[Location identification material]
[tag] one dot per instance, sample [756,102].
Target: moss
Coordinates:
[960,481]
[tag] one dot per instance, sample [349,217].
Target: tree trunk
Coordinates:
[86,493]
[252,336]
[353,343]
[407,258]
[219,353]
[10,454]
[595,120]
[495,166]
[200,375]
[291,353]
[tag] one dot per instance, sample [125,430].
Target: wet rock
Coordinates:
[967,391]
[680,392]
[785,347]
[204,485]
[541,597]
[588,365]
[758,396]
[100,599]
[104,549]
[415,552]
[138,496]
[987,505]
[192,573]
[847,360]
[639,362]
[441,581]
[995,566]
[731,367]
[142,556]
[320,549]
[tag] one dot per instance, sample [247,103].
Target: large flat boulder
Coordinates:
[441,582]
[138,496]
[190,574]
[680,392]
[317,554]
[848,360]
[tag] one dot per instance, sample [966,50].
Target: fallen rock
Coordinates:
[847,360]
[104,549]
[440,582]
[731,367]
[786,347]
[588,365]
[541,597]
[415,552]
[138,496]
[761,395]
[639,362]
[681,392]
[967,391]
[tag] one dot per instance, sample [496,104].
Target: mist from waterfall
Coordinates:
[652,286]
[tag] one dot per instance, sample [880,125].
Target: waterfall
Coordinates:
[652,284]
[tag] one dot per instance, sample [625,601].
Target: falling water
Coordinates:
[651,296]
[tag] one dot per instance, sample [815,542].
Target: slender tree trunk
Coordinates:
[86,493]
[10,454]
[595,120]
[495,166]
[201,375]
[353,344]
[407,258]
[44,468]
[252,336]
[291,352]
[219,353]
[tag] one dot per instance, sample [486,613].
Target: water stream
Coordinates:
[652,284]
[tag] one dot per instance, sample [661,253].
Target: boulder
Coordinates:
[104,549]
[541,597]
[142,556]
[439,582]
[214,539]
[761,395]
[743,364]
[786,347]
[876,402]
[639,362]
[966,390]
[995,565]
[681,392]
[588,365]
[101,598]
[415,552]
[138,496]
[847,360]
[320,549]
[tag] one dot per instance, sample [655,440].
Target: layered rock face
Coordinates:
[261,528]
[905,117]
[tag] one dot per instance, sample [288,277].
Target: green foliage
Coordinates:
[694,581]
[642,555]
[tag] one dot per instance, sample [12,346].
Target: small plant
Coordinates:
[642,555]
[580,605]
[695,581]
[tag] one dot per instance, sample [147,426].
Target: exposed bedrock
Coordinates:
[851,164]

What needs to be done
Express the material above as a two-column CSV with the header input,output. Give one row per [tag] line: the text from that line through "Coordinates:" goes under input and the points that follow go under output. Wrap each field in double quotes and replace line breaks with spaces.

Response
input,output
"[tag] one dot per instance, sample [756,102]. Target: moss Coordinates:","[960,481]"
"[tag] one dot per instance, sample [349,217]. Target: tree trunk Coordinates:","[86,493] [252,336] [353,343] [407,258] [219,353] [10,454] [595,120] [495,166] [200,375] [291,353]"
"[tag] one dot per instance, sample [125,430]. Target: wet rock Coordinates:","[967,391] [680,392] [785,347] [204,485] [541,597] [588,365] [758,396] [100,599] [104,549] [415,552] [138,496] [987,505] [192,573] [847,360] [639,362] [441,581] [995,566] [731,367] [142,556] [320,549]"
"[tag] one dot per instance, sample [247,103]. Target: large flat boulder Coordinates:","[441,582] [138,496] [190,574] [680,392] [317,554] [848,360]"
"[tag] one dot per instance, sample [966,50]. Target: fallen rock Coordinates:","[847,360] [104,549] [440,582] [731,367] [786,347] [588,365] [541,597] [415,552] [138,496] [761,395] [639,362] [681,392] [967,391]"
"[tag] one dot per instance, sample [496,104]. Target: mist from waterfall Coordinates:","[652,286]"
"[tag] one dot per instance, sample [880,125]. Target: waterfall Coordinates:","[652,284]"
"[tag] one dot per instance, sample [625,601]. Target: falling water Coordinates:","[651,296]"
"[tag] one dot per instance, sample [815,542]. Target: slender tree trunk Coordinates:","[86,493] [10,454] [595,120] [495,166] [201,375] [353,344] [407,258] [44,468] [252,336] [291,352] [219,353]"
"[tag] one dot per instance, sample [486,613]. Target: water stream Coordinates:","[652,284]"
"[tag] one dot per instance, sample [661,253]. Target: boulder Coordinates:","[104,549] [541,597] [142,556] [439,582] [214,539] [761,395] [743,364] [786,347] [876,402] [639,362] [966,390] [995,565] [681,392] [588,365] [101,598] [415,552] [138,496] [847,360] [320,549]"
"[tag] one dot per instance, sample [655,440]. Target: layered rock face Coordinates:","[261,528] [905,117]"
"[tag] one dot per instance, sample [288,277]. Target: green foliage Coordinates:","[694,581] [642,555]"
"[tag] one dot per instance, sample [12,346]. Target: small plant Coordinates:","[642,555] [580,605] [695,581]"
"[tag] one dot per instance, sample [147,426]. Target: exposed bedrock Coordinates:","[851,164]"